• STATED TASK: Each record that follows should be repeated exactly, minus any images.

• EXERCISE MATERIALS:
********************

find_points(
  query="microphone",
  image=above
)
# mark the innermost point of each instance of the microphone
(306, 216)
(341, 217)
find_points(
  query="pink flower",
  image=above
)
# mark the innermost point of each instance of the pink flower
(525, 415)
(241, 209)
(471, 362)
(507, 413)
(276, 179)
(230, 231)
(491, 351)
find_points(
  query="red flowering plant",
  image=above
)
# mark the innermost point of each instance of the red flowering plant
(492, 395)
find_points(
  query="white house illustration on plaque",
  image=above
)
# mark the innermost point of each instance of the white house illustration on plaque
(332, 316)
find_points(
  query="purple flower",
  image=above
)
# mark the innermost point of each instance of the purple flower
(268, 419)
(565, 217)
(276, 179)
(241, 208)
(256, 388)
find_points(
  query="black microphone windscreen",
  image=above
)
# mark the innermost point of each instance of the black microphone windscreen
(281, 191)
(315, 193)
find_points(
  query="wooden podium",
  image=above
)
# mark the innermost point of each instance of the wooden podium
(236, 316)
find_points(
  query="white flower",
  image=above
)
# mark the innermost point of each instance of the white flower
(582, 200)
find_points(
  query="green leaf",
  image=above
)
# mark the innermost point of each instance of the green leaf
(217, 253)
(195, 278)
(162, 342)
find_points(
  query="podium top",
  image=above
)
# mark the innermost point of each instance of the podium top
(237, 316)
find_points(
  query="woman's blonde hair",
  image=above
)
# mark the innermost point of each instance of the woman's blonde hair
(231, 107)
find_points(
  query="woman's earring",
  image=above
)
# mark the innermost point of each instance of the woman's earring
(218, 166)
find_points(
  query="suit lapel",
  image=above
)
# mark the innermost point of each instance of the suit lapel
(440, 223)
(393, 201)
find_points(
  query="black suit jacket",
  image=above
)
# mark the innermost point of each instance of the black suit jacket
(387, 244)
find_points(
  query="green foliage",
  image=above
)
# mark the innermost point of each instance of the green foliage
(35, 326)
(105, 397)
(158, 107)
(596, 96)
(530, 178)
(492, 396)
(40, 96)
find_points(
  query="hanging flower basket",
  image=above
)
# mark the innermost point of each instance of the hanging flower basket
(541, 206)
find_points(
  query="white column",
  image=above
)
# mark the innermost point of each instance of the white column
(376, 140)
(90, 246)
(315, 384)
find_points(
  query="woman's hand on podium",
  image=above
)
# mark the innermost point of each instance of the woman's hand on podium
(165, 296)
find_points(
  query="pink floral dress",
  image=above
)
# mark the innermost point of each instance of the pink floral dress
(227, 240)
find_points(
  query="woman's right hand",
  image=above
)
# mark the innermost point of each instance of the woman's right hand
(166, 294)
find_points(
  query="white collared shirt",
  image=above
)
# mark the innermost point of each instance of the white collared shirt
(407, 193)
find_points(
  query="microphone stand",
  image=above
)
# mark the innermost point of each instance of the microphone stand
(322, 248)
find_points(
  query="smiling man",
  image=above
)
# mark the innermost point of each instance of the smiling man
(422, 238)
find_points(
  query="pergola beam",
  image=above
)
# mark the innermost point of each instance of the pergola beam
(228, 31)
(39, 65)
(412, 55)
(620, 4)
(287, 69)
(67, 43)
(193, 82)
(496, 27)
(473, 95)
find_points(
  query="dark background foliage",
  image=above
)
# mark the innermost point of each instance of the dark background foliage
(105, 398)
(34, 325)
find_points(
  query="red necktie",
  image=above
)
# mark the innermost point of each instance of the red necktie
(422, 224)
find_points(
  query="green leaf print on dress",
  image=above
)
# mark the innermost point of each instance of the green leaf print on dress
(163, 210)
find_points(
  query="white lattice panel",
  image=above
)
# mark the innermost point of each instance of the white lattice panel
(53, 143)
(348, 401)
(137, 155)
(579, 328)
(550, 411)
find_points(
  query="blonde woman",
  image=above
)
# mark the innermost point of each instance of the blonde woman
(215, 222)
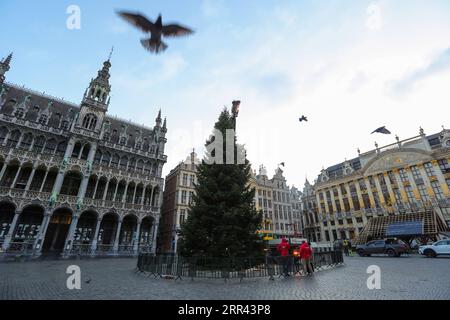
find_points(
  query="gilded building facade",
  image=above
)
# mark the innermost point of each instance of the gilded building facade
(74, 180)
(402, 177)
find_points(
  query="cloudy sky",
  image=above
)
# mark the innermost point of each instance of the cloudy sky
(350, 66)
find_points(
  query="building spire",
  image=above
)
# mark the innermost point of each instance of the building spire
(4, 67)
(110, 53)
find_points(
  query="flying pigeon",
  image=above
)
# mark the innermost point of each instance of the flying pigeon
(382, 130)
(157, 30)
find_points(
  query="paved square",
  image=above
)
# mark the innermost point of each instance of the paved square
(409, 277)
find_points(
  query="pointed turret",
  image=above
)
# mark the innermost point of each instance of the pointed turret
(4, 67)
(99, 88)
(158, 119)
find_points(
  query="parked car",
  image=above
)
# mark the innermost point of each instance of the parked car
(441, 247)
(391, 247)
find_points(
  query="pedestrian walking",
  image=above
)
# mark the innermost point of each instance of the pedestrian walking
(283, 248)
(305, 256)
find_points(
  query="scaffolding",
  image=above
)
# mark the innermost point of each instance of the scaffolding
(376, 228)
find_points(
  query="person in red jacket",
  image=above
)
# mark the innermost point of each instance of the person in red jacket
(283, 248)
(305, 256)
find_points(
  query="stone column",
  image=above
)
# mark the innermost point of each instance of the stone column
(319, 207)
(30, 179)
(349, 196)
(106, 190)
(5, 165)
(60, 178)
(341, 198)
(134, 193)
(95, 188)
(6, 138)
(359, 193)
(327, 209)
(95, 239)
(333, 202)
(380, 191)
(124, 197)
(413, 185)
(155, 234)
(43, 180)
(16, 177)
(70, 235)
(11, 230)
(42, 231)
(137, 238)
(389, 187)
(143, 195)
(151, 195)
(401, 187)
(116, 240)
(369, 192)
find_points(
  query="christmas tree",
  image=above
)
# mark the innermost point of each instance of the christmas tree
(222, 221)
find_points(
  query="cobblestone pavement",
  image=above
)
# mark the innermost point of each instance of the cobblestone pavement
(409, 277)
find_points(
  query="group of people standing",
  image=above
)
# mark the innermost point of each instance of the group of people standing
(305, 255)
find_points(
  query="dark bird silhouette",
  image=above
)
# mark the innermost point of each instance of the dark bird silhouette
(157, 30)
(382, 130)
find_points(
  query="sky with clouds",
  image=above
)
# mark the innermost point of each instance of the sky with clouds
(350, 66)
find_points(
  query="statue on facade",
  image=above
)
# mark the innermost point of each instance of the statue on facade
(64, 163)
(52, 200)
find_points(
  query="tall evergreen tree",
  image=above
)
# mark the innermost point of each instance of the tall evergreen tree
(223, 220)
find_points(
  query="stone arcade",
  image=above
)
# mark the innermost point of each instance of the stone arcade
(74, 180)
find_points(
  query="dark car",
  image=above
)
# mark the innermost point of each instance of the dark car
(391, 247)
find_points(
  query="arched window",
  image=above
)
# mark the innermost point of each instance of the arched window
(38, 144)
(98, 157)
(85, 153)
(65, 125)
(147, 167)
(13, 139)
(132, 164)
(26, 141)
(76, 150)
(62, 146)
(123, 163)
(89, 121)
(115, 161)
(140, 165)
(106, 158)
(20, 113)
(50, 146)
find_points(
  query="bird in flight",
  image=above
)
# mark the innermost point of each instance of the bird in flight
(382, 130)
(157, 30)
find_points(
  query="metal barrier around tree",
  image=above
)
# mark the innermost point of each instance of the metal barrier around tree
(228, 268)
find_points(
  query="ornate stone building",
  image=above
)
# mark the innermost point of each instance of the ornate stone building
(74, 180)
(406, 176)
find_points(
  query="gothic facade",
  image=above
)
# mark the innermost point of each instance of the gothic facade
(73, 180)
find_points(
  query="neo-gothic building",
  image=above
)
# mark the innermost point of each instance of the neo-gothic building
(74, 180)
(405, 177)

********************

• FINISHED TASK:
find_points(
  query="microphone",
  image=above
)
# mark the innermost point of each instance of the microphone
(306, 216)
(341, 217)
find_points(
  query="pink flower",
  image=above
)
# mark the innermost point of each instance of the pink flower
(525, 415)
(241, 209)
(471, 362)
(507, 413)
(276, 179)
(230, 231)
(491, 351)
find_points(
  query="red flowering plant",
  image=above
)
# mark the innermost point of each instance of the red flowering plant
(492, 395)
find_points(
  query="white house illustration on plaque",
  image=above
)
# mark the innermost point of each instance of the white house illustration on plaque
(332, 316)
find_points(
  query="purple flower",
  image=above
)
# mark the innermost point of each instance of the purple flower
(268, 419)
(565, 217)
(276, 179)
(241, 208)
(256, 388)
find_points(
  query="black microphone windscreen",
  image=above
)
# mark the innermost point of each instance of the black microphone windscreen
(281, 191)
(315, 193)
find_points(
  query="wooden podium",
  image=above
)
# mark the innermost point of each instance of the wooden podium
(236, 316)
find_points(
  query="white flower",
  image=above
)
# mark the innermost point of each instance of the white flower
(582, 200)
find_points(
  query="green leaf",
  image=above
)
# mark the innermost point of each instance of the green leaf
(217, 253)
(195, 278)
(162, 342)
find_points(
  query="podium top",
  image=above
)
# mark the innermost point of each instance of the podium top
(237, 316)
find_points(
  query="woman's blonde hair",
  image=above
)
# mark the innermost point of each instance of the woman's blonde hair
(231, 107)
find_points(
  query="woman's earring",
  image=above
)
# mark the innermost point of each instance of the woman's earring
(218, 166)
find_points(
  query="suit lapel",
  image=above
)
# mark the innermost point of each instance of the suit lapel
(440, 223)
(393, 201)
find_points(
  query="black suit jacket",
  image=above
)
# mark the innermost point of each instance of the black suit jacket
(387, 244)
find_points(
  query="green foliage",
  image=above
)
# mark the innermost point of each instance of the green foliage
(35, 326)
(105, 397)
(158, 107)
(596, 96)
(530, 178)
(492, 396)
(40, 96)
find_points(
  query="hanging flower basket",
  image=above
)
# mark the innermost point of each instance of the hanging flower basket
(541, 206)
find_points(
  query="white column",
  image=above
)
# mark the innermost point of each instance of the white column
(376, 140)
(90, 246)
(315, 384)
find_points(
  query="woman's hand on podium",
  image=above
)
# mark the innermost point of each instance of the woman's hand on podium
(165, 296)
find_points(
  query="pink floral dress",
  image=above
)
# mark the innermost point of each instance of the pink floral dress
(227, 240)
find_points(
  query="woman's right hand",
  image=above
)
# mark the innermost point of each instance of the woman's right hand
(166, 294)
find_points(
  query="white collared shirt",
  image=above
)
# mark the innermost point of each instance of the white collared shirt
(407, 193)
find_points(
  query="microphone stand",
  image=above
)
# mark the innermost point of each instance of the microphone stand
(322, 248)
find_points(
  query="smiling man",
  image=above
)
# mark the innermost point of each instance of the smiling man
(422, 238)
find_points(
  query="pergola beam",
  image=above
)
# mark the innermost point of each instance of the pergola beam
(228, 31)
(39, 65)
(412, 55)
(620, 4)
(287, 69)
(67, 43)
(193, 82)
(496, 27)
(473, 95)
find_points(
  query="dark background foliage",
  image=above
)
# mark the innermost point of each instance of the dark background foliage
(105, 398)
(34, 325)
find_points(
  query="red necktie",
  image=above
)
# mark the innermost point of each instance of the red necktie
(422, 224)
find_points(
  query="green leaf print on dress",
  image=above
)
# mark the innermost point of each instance of the green leaf print on dress
(163, 210)
find_points(
  query="white lattice panel",
  image=above
)
# mark the innermost point of each instance of the white lattice panel
(53, 143)
(348, 401)
(137, 155)
(579, 328)
(550, 411)
find_points(
  query="blonde woman",
  image=above
)
# mark the innermost point of each instance of the blonde woman
(215, 222)
find_points(
  query="gilded building facade",
  image=above
)
# mark the innermost point of each instance of the gilded building facade
(74, 180)
(402, 177)
find_points(
  query="cloudy sky",
  image=above
)
# mark the innermost point of each instance of the cloudy sky
(350, 66)
find_points(
  query="building spire",
  image=above
)
# mark the innermost point of each instance of the building spire
(4, 67)
(110, 53)
find_points(
  query="flying pigeon",
  image=above
)
# mark the innermost point of each instance of the flying pigeon
(382, 130)
(157, 30)
find_points(
  query="paved square",
  image=above
)
# mark the innermost point of each instance of the paved square
(409, 277)
find_points(
  query="pointed turret",
  image=above
)
# mark the innermost point of each instance of the pointed turret
(4, 67)
(99, 88)
(158, 119)
find_points(
  query="parked car",
  image=above
)
# mark the innermost point of each instance of the parked car
(441, 247)
(391, 247)
find_points(
  query="pedestrian walking",
  image=above
)
# mark the innermost point of each instance of the pedestrian walking
(283, 248)
(305, 256)
find_points(
  query="scaffolding",
  image=above
)
# mark the innermost point of each instance of the scaffolding
(376, 228)
find_points(
  query="person in red jacket",
  image=above
)
# mark the innermost point of each instance of the person in red jacket
(283, 248)
(305, 256)
find_points(
  query="stone column",
  image=above
)
# mark the innermost point of each instance of the stone column
(319, 207)
(30, 179)
(349, 196)
(106, 190)
(5, 165)
(60, 178)
(341, 198)
(134, 193)
(95, 188)
(6, 138)
(359, 193)
(327, 209)
(95, 239)
(333, 202)
(380, 191)
(124, 197)
(413, 185)
(155, 234)
(43, 180)
(16, 177)
(70, 235)
(11, 230)
(42, 231)
(137, 238)
(389, 187)
(143, 195)
(151, 195)
(401, 187)
(116, 240)
(369, 192)
find_points(
  query="christmas tree",
  image=above
)
# mark the innermost point of each instance of the christmas tree
(222, 221)
find_points(
  query="cobblestone pavement",
  image=above
)
# mark the innermost point of each instance of the cobblestone pavement
(409, 277)
find_points(
  query="group of people standing",
  image=above
)
# mark the innermost point of each instance of the group of people standing
(305, 255)
find_points(
  query="dark bird silhouette",
  image=above
)
# mark the innermost point of each instance of the dark bird silhouette
(157, 30)
(382, 130)
find_points(
  query="sky with clouds",
  image=above
)
# mark the innermost point of each instance of the sky with clouds
(350, 66)
find_points(
  query="statue on facade",
  image=above
)
# mark the innermost point of each instance of the statue on facade
(64, 163)
(52, 200)
find_points(
  query="tall evergreen tree",
  image=above
)
# mark the innermost point of each instance of the tall evergreen tree
(223, 220)
find_points(
  query="stone arcade",
  image=above
)
# mark the innermost point of each instance of the stone arcade
(74, 180)
find_points(
  query="dark car",
  image=above
)
# mark the innermost point of each instance of the dark car
(391, 247)
find_points(
  query="arched window",
  image=above
)
# mark the innermost point of each instance of the arched window
(38, 144)
(98, 157)
(85, 153)
(65, 125)
(147, 167)
(13, 139)
(132, 164)
(26, 141)
(76, 150)
(62, 146)
(123, 163)
(89, 121)
(115, 161)
(140, 165)
(106, 158)
(20, 113)
(50, 146)
find_points(
  query="bird in flight",
  image=above
)
# mark the innermost point of each instance of the bird in flight
(382, 130)
(157, 30)
find_points(
  query="metal barrier around tree",
  image=above
)
# mark the innermost point of each instance of the metal barrier around tree
(228, 268)
find_points(
  query="ornate stone building",
  image=above
)
# mark the innermost point of each instance of the ornate stone building
(74, 180)
(406, 176)
find_points(
  query="gothic facade",
  image=above
)
# mark the innermost point of each instance of the gothic facade
(73, 180)
find_points(
  query="neo-gothic building",
  image=above
)
# mark the innermost point of each instance of the neo-gothic building
(74, 180)
(405, 177)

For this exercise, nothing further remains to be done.